** START OF Listed entries **
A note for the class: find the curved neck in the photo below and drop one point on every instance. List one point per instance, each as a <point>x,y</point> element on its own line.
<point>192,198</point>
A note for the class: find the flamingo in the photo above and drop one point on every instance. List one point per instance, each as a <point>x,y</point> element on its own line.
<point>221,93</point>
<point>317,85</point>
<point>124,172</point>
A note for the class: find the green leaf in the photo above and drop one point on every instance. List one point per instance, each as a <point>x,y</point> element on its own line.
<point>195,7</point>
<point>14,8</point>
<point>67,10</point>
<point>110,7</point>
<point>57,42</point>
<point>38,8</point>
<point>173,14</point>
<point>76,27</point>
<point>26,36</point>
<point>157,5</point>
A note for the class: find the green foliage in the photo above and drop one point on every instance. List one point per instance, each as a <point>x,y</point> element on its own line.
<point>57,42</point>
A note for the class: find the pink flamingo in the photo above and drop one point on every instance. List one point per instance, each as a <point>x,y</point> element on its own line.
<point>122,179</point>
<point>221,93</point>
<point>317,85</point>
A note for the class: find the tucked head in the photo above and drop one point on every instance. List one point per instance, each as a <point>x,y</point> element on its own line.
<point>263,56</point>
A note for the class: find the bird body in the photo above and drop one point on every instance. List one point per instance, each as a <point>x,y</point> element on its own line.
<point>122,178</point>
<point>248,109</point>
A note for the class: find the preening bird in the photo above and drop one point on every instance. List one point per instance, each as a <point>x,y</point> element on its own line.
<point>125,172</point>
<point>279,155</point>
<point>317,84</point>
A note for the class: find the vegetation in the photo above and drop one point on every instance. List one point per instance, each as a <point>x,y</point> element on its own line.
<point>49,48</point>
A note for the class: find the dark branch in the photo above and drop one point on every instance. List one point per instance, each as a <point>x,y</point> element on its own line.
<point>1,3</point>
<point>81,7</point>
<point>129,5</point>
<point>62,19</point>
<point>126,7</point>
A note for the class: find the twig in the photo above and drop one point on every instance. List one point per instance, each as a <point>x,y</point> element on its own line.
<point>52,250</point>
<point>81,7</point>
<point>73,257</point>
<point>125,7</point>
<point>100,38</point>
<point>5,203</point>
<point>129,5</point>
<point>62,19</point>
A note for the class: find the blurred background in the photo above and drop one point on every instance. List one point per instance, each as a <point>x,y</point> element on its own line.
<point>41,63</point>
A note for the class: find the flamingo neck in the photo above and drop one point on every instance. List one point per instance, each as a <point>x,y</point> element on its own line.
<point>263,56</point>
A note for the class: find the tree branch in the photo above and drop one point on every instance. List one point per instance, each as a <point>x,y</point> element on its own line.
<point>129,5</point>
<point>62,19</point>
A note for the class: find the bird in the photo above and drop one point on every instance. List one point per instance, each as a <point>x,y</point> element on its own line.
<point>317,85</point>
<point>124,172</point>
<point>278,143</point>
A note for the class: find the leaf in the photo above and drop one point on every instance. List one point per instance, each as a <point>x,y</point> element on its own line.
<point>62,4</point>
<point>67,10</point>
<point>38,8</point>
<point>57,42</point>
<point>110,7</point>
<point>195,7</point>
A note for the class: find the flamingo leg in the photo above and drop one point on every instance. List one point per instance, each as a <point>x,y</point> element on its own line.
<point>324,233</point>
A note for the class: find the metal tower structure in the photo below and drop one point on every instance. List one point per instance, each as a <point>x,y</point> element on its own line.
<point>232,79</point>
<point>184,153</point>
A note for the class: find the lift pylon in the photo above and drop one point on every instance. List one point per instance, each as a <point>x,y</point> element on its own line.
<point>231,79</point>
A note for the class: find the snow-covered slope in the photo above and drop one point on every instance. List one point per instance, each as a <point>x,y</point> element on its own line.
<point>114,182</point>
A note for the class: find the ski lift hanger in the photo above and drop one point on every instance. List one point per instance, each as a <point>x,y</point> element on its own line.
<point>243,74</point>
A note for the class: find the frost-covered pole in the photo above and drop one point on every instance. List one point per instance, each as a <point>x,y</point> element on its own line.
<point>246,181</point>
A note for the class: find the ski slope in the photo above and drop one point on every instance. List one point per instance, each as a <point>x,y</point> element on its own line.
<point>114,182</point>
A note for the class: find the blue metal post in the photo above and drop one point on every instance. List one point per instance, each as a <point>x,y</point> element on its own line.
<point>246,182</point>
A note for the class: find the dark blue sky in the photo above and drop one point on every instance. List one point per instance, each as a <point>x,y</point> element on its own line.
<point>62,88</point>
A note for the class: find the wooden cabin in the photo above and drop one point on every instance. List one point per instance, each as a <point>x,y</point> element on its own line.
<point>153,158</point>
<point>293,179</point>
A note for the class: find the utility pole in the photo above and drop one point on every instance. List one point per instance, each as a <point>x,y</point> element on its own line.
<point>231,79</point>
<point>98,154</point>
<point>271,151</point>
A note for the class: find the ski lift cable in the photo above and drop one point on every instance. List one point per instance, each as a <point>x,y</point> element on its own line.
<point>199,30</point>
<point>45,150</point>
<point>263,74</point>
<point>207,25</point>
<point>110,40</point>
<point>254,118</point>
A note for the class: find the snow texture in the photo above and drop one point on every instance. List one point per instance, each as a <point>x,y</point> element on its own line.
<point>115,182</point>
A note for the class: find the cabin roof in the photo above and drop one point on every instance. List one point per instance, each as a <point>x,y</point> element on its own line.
** END OF Listed entries **
Transcribe word for word the lines from the one holding "A note for the class: find the ski slope" to the last line of the listing above, inclusive.

A note for the class: find the ski slope in the photo above and drop one point on every instance. List one point per instance, each as a <point>x,y</point> element on its own line.
<point>114,182</point>
A note for the class: find the blue metal post in the photo above and drop one point on every instance. List one point per instance, each as a <point>x,y</point> element on its own line.
<point>246,182</point>
A note for the class: find the dark blue sky in the photo above and drop one point on every instance. List one point per instance, each as a <point>x,y</point> element on its own line.
<point>62,88</point>
A note for the class: find the wooden cabin in the photo above and drop one point on every instance. List one point per instance, each as a <point>x,y</point> element on its own line.
<point>153,158</point>
<point>293,179</point>
A note for the class: find the utility pole in the photo above and drop one point on every instance. List one point per instance, each as a <point>x,y</point> element on its own line.
<point>231,79</point>
<point>98,154</point>
<point>271,151</point>
A note for the class: find the ski lift cable in the photo above and drop one point on every instance. List one point per instance, each as a <point>x,y</point> element on its own line.
<point>199,30</point>
<point>45,150</point>
<point>263,74</point>
<point>207,25</point>
<point>110,40</point>
<point>254,118</point>
A note for the class: find the snow texture in the photo above and drop one point on every instance. List one point per instance, each as a <point>x,y</point> element on its own line.
<point>115,182</point>
A note for the class: find the cabin roof in the photo above and drop one point on every instance. List one point per instance, each as a <point>x,y</point> element on its own line.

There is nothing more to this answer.